(Free-text object descriptions)
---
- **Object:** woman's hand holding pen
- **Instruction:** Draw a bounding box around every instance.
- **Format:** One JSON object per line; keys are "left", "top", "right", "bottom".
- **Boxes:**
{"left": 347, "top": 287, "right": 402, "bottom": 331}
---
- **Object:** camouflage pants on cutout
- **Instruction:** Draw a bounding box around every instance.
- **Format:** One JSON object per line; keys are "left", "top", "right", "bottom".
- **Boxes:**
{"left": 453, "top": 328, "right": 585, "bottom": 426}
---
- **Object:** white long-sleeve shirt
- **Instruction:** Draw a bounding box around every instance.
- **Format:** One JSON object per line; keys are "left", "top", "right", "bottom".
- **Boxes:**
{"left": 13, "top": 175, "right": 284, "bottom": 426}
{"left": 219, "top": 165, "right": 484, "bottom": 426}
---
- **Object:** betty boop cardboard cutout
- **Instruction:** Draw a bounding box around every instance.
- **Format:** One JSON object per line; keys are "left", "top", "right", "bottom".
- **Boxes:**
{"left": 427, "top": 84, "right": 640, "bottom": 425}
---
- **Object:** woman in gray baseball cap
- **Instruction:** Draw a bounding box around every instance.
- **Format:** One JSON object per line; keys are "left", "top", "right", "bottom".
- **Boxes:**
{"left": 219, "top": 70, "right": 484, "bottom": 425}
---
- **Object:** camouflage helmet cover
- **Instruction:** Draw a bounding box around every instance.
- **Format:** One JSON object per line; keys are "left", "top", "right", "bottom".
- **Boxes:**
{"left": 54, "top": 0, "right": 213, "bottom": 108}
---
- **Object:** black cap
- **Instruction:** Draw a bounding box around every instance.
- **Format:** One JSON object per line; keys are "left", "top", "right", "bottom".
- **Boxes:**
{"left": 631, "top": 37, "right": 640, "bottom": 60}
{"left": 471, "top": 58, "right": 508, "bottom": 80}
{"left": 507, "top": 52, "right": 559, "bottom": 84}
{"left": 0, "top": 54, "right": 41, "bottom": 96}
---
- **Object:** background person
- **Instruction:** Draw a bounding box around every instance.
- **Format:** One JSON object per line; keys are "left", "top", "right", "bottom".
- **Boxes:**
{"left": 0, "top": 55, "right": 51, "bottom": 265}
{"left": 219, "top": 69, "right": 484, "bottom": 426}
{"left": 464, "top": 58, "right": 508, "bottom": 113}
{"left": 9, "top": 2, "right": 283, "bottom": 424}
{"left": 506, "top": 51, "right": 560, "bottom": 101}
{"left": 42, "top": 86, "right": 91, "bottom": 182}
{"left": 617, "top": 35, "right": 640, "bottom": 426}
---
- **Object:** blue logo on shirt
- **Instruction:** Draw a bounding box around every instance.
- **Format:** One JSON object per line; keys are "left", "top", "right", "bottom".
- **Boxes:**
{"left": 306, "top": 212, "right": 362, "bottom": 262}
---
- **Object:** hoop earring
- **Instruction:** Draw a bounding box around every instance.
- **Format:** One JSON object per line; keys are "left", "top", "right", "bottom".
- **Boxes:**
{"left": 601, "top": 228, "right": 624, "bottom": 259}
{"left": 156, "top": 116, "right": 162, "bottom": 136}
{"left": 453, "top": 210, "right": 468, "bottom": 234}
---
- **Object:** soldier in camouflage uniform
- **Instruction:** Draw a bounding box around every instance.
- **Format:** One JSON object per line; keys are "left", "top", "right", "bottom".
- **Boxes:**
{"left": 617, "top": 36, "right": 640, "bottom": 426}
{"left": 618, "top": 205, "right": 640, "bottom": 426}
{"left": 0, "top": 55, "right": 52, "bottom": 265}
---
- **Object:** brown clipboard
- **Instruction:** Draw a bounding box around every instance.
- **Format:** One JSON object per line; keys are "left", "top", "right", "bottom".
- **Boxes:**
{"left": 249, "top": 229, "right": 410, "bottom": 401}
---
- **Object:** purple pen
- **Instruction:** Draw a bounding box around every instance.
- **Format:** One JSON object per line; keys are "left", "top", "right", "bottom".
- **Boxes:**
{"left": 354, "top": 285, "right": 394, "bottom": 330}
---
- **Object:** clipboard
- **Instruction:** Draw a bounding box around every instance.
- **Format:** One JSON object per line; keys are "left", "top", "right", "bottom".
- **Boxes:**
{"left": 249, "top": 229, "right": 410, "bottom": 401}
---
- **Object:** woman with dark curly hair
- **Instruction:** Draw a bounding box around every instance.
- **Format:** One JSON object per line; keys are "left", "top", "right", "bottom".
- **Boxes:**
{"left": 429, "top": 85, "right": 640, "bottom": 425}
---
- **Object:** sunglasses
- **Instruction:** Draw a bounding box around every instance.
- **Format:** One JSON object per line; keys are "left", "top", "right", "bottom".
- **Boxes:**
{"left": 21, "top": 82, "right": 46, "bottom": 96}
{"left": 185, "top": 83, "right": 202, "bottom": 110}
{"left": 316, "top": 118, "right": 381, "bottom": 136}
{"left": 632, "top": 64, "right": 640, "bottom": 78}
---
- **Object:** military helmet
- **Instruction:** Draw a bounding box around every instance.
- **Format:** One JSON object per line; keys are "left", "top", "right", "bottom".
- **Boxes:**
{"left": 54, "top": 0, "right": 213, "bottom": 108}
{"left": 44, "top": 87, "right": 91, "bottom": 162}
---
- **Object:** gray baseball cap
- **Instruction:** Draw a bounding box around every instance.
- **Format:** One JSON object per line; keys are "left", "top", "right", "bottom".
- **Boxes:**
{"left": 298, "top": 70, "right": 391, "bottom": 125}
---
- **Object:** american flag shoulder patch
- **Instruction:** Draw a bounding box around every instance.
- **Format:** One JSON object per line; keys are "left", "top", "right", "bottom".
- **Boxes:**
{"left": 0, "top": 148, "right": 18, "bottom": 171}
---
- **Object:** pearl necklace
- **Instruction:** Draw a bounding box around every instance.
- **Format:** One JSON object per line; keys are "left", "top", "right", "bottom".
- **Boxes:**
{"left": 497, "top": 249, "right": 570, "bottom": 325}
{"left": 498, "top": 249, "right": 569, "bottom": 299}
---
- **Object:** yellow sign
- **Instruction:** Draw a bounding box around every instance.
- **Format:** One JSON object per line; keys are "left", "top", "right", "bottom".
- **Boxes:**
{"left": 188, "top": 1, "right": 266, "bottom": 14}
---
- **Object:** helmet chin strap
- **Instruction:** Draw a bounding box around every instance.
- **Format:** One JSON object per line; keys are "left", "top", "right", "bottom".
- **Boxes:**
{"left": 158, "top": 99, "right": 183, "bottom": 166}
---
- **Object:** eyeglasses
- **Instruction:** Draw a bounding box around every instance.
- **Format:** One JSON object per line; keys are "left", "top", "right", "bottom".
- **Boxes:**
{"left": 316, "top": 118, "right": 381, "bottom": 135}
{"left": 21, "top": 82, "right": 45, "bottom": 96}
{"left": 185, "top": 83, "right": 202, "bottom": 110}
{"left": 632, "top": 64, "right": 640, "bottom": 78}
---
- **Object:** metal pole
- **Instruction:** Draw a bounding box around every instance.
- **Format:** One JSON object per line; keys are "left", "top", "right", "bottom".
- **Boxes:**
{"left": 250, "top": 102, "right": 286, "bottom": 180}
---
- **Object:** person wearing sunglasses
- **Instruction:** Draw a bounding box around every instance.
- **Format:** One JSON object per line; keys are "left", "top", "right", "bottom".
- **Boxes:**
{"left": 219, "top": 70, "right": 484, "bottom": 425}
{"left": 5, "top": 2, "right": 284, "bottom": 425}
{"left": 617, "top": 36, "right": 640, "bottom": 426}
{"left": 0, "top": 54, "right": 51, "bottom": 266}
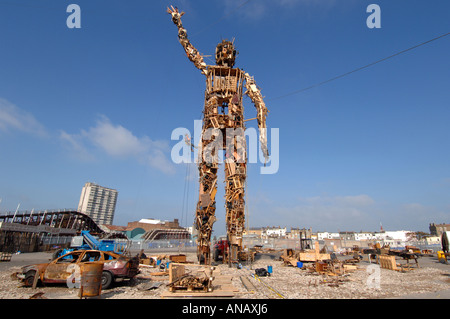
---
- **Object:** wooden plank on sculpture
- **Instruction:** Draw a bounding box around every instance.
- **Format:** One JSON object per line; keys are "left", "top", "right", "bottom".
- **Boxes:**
{"left": 210, "top": 117, "right": 219, "bottom": 129}
{"left": 210, "top": 187, "right": 217, "bottom": 200}
{"left": 200, "top": 194, "right": 211, "bottom": 207}
{"left": 225, "top": 159, "right": 236, "bottom": 175}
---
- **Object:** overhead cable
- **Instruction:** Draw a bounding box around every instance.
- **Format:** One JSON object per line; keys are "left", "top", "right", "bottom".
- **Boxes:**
{"left": 269, "top": 31, "right": 450, "bottom": 101}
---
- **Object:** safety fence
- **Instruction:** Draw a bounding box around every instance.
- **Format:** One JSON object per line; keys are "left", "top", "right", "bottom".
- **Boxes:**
{"left": 1, "top": 233, "right": 442, "bottom": 255}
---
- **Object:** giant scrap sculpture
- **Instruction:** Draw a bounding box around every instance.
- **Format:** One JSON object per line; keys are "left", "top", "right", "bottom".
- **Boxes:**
{"left": 168, "top": 6, "right": 269, "bottom": 264}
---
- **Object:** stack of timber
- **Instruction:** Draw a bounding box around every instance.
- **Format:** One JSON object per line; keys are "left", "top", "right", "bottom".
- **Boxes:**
{"left": 281, "top": 243, "right": 331, "bottom": 267}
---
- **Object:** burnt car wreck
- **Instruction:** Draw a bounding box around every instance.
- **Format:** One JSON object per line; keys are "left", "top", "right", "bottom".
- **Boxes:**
{"left": 16, "top": 250, "right": 139, "bottom": 290}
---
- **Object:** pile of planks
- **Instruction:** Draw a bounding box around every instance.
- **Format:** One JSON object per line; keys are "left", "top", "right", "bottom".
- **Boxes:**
{"left": 280, "top": 243, "right": 331, "bottom": 267}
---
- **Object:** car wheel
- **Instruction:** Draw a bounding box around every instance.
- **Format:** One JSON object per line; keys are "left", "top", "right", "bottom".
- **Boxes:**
{"left": 101, "top": 271, "right": 113, "bottom": 289}
{"left": 24, "top": 270, "right": 37, "bottom": 287}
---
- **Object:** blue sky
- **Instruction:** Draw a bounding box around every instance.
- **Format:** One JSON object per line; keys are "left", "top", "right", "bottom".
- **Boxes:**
{"left": 0, "top": 0, "right": 449, "bottom": 235}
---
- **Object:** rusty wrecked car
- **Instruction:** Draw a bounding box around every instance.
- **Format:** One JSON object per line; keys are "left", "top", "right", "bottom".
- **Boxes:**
{"left": 17, "top": 250, "right": 139, "bottom": 289}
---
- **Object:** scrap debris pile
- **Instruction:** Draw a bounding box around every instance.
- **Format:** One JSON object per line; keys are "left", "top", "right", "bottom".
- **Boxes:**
{"left": 281, "top": 242, "right": 422, "bottom": 272}
{"left": 279, "top": 244, "right": 360, "bottom": 287}
{"left": 274, "top": 242, "right": 425, "bottom": 290}
{"left": 167, "top": 272, "right": 213, "bottom": 293}
{"left": 137, "top": 253, "right": 223, "bottom": 296}
{"left": 1, "top": 246, "right": 449, "bottom": 299}
{"left": 360, "top": 243, "right": 422, "bottom": 271}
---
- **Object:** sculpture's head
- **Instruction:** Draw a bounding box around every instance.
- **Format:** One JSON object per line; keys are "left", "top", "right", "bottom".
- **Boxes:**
{"left": 215, "top": 39, "right": 237, "bottom": 68}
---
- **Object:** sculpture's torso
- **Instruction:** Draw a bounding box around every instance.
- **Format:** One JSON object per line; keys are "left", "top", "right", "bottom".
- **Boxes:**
{"left": 203, "top": 66, "right": 245, "bottom": 130}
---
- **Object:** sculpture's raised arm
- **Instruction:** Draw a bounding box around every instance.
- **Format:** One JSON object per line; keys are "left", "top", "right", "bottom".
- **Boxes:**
{"left": 167, "top": 6, "right": 208, "bottom": 75}
{"left": 244, "top": 73, "right": 269, "bottom": 163}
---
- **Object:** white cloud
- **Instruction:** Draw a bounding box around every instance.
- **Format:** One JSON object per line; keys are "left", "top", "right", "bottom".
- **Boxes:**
{"left": 335, "top": 194, "right": 375, "bottom": 206}
{"left": 248, "top": 190, "right": 447, "bottom": 232}
{"left": 59, "top": 130, "right": 95, "bottom": 162}
{"left": 298, "top": 194, "right": 374, "bottom": 207}
{"left": 396, "top": 203, "right": 441, "bottom": 225}
{"left": 223, "top": 0, "right": 267, "bottom": 20}
{"left": 60, "top": 116, "right": 175, "bottom": 175}
{"left": 144, "top": 148, "right": 176, "bottom": 175}
{"left": 222, "top": 0, "right": 338, "bottom": 20}
{"left": 376, "top": 202, "right": 449, "bottom": 231}
{"left": 0, "top": 98, "right": 48, "bottom": 137}
{"left": 279, "top": 0, "right": 337, "bottom": 7}
{"left": 84, "top": 116, "right": 149, "bottom": 157}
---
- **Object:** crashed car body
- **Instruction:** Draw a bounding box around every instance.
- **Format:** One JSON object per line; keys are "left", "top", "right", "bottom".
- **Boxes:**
{"left": 17, "top": 250, "right": 139, "bottom": 289}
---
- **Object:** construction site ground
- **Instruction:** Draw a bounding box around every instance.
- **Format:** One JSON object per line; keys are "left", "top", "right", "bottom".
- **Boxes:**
{"left": 0, "top": 249, "right": 449, "bottom": 300}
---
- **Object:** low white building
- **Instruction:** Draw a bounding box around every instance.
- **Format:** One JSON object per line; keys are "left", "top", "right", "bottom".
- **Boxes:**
{"left": 425, "top": 236, "right": 441, "bottom": 245}
{"left": 354, "top": 232, "right": 376, "bottom": 241}
{"left": 263, "top": 227, "right": 287, "bottom": 238}
{"left": 376, "top": 230, "right": 412, "bottom": 241}
{"left": 317, "top": 232, "right": 340, "bottom": 240}
{"left": 372, "top": 230, "right": 414, "bottom": 248}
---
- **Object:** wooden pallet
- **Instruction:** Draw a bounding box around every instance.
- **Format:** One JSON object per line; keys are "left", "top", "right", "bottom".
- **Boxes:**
{"left": 169, "top": 285, "right": 210, "bottom": 293}
{"left": 379, "top": 255, "right": 398, "bottom": 270}
{"left": 379, "top": 255, "right": 415, "bottom": 272}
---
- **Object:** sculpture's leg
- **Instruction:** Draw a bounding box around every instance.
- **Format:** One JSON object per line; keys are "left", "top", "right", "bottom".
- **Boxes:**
{"left": 224, "top": 131, "right": 247, "bottom": 262}
{"left": 195, "top": 142, "right": 219, "bottom": 264}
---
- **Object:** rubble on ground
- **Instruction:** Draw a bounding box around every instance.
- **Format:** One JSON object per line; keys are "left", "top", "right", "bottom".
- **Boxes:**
{"left": 0, "top": 251, "right": 448, "bottom": 299}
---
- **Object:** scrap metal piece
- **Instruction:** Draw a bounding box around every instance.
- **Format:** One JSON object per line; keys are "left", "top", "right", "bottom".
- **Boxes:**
{"left": 29, "top": 292, "right": 47, "bottom": 299}
{"left": 138, "top": 282, "right": 163, "bottom": 291}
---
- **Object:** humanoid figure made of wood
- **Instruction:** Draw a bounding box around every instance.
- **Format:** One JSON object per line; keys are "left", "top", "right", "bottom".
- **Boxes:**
{"left": 168, "top": 6, "right": 269, "bottom": 264}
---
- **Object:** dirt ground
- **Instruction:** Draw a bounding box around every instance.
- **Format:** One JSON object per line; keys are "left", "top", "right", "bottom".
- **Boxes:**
{"left": 0, "top": 250, "right": 449, "bottom": 300}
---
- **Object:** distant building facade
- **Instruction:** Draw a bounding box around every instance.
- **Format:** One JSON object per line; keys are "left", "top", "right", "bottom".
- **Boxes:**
{"left": 354, "top": 232, "right": 377, "bottom": 241}
{"left": 244, "top": 227, "right": 263, "bottom": 237}
{"left": 99, "top": 218, "right": 190, "bottom": 240}
{"left": 429, "top": 223, "right": 450, "bottom": 237}
{"left": 376, "top": 230, "right": 413, "bottom": 242}
{"left": 78, "top": 182, "right": 118, "bottom": 225}
{"left": 425, "top": 236, "right": 441, "bottom": 245}
{"left": 317, "top": 232, "right": 340, "bottom": 240}
{"left": 262, "top": 226, "right": 287, "bottom": 239}
{"left": 288, "top": 227, "right": 312, "bottom": 240}
{"left": 133, "top": 218, "right": 190, "bottom": 240}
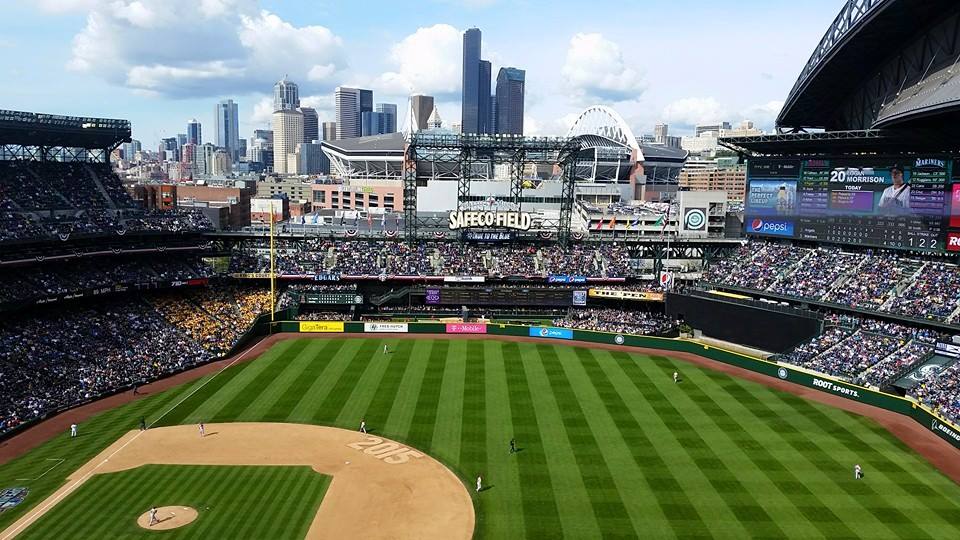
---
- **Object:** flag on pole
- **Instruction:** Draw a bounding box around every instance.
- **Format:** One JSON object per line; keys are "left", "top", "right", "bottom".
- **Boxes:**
{"left": 607, "top": 216, "right": 616, "bottom": 229}
{"left": 595, "top": 216, "right": 604, "bottom": 230}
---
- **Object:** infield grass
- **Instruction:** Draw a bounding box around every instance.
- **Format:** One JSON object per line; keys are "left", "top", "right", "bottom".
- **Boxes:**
{"left": 19, "top": 465, "right": 330, "bottom": 539}
{"left": 3, "top": 337, "right": 960, "bottom": 539}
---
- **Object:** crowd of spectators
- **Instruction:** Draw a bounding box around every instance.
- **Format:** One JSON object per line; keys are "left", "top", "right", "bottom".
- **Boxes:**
{"left": 0, "top": 298, "right": 210, "bottom": 434}
{"left": 799, "top": 330, "right": 905, "bottom": 379}
{"left": 780, "top": 316, "right": 941, "bottom": 386}
{"left": 705, "top": 241, "right": 960, "bottom": 327}
{"left": 231, "top": 240, "right": 635, "bottom": 278}
{"left": 552, "top": 308, "right": 676, "bottom": 336}
{"left": 0, "top": 256, "right": 212, "bottom": 307}
{"left": 702, "top": 243, "right": 807, "bottom": 291}
{"left": 910, "top": 363, "right": 960, "bottom": 427}
{"left": 0, "top": 161, "right": 212, "bottom": 243}
{"left": 880, "top": 262, "right": 960, "bottom": 322}
{"left": 856, "top": 341, "right": 933, "bottom": 388}
{"left": 150, "top": 285, "right": 273, "bottom": 355}
{"left": 767, "top": 247, "right": 860, "bottom": 300}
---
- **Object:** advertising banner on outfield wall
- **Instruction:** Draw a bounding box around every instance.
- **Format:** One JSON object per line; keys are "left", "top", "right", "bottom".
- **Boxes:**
{"left": 299, "top": 321, "right": 344, "bottom": 333}
{"left": 528, "top": 326, "right": 573, "bottom": 340}
{"left": 364, "top": 322, "right": 409, "bottom": 333}
{"left": 446, "top": 323, "right": 487, "bottom": 334}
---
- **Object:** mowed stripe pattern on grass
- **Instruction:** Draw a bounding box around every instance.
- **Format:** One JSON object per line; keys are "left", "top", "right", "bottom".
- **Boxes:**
{"left": 19, "top": 465, "right": 330, "bottom": 539}
{"left": 4, "top": 338, "right": 960, "bottom": 539}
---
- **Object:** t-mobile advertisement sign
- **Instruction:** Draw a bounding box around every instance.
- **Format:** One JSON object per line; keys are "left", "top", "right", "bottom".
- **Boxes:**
{"left": 446, "top": 323, "right": 487, "bottom": 334}
{"left": 425, "top": 288, "right": 441, "bottom": 304}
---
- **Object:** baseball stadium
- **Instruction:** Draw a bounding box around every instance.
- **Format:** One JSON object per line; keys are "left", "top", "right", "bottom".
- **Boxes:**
{"left": 4, "top": 1, "right": 960, "bottom": 538}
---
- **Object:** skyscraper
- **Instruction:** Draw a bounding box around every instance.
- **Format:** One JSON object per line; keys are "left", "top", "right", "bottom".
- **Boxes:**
{"left": 335, "top": 87, "right": 371, "bottom": 139}
{"left": 489, "top": 95, "right": 498, "bottom": 135}
{"left": 377, "top": 103, "right": 397, "bottom": 133}
{"left": 274, "top": 76, "right": 300, "bottom": 112}
{"left": 461, "top": 28, "right": 482, "bottom": 134}
{"left": 176, "top": 133, "right": 187, "bottom": 148}
{"left": 322, "top": 122, "right": 337, "bottom": 141}
{"left": 478, "top": 60, "right": 492, "bottom": 134}
{"left": 214, "top": 99, "right": 240, "bottom": 162}
{"left": 361, "top": 111, "right": 382, "bottom": 137}
{"left": 410, "top": 95, "right": 434, "bottom": 132}
{"left": 359, "top": 89, "right": 373, "bottom": 118}
{"left": 495, "top": 67, "right": 525, "bottom": 135}
{"left": 160, "top": 137, "right": 179, "bottom": 161}
{"left": 300, "top": 107, "right": 319, "bottom": 144}
{"left": 272, "top": 109, "right": 303, "bottom": 174}
{"left": 187, "top": 119, "right": 202, "bottom": 145}
{"left": 654, "top": 123, "right": 669, "bottom": 144}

Assignment: Would you please work out how many lines of the data hold "pole"? Reply with the number alone.

Solved exercise: 2